* [GOAL A]:
Find every line of the records that holds the string "droplet", and copy each of those lines.

* [DOCUMENT TEXT]:

↓

[uuid] uuid::create() is extremely slow

Andy, You did a nice job speeding up the uuid::create(engine) function to 0.4 seconds for 1 million UUIDs. But now the uuid::create() function is extremely slow - 131 seconds for 1 million UUIDs (source code below). Can you change it to use a static mt19937 engine? Thanks, Dave Jenkins #include <boost/uuid.hpp> #include <boost/progress.hpp> #include <string> int main(int, char*[]) { using namespace boost; int const N = 1000000; // mt19937 engine; timer t1; for (int i=0; i<N; i++) uuid::create(); // uuid::create(engine); std::cout << "elapsed time: " << t1.elapsed() << '\n'; return 0; }

On 01/06/07, Dave Jenkins <david@jenkins.net> wrote:
Andy, You did a nice job speeding up the uuid::create(engine) function to 0.4 seconds for 1 million UUIDs. But now the uuid::create() function is extremely slow - 131 seconds for 1 million UUIDs (source code below). Can you change it to use a static mt19937 engine?

↑

* [GOAL B]:
According to the UUID thread above, how long does uuid::create() take to make 1 million UUIDs?

* [MATERIAL SHOWN]:
↓

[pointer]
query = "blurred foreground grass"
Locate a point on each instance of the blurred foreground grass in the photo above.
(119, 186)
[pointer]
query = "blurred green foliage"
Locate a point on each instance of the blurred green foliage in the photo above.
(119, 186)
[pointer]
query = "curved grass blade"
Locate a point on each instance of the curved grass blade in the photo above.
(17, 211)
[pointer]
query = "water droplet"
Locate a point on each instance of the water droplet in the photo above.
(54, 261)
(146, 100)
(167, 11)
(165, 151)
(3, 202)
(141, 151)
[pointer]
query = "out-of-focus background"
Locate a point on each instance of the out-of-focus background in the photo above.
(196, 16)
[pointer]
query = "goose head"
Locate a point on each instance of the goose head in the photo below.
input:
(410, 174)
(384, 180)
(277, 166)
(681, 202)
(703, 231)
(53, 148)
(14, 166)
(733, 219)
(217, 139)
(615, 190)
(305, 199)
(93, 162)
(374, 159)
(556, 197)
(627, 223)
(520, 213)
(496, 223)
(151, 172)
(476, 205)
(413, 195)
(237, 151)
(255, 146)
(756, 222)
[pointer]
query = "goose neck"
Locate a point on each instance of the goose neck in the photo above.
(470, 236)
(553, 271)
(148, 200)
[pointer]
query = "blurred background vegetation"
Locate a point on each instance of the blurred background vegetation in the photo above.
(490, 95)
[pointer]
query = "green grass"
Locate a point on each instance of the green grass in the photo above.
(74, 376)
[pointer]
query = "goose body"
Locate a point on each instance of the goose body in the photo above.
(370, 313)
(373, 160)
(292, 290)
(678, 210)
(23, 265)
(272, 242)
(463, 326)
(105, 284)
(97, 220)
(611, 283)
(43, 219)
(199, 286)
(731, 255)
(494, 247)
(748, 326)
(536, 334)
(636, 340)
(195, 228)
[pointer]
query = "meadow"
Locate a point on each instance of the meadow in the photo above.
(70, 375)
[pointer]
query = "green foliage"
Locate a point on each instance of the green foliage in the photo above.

↑

* [FULL RESPONSE A]:
query = "water droplet"
Locate a point on each instance of the water droplet in the photo above.

* [FULL RESPONSE B]:
131 seconds.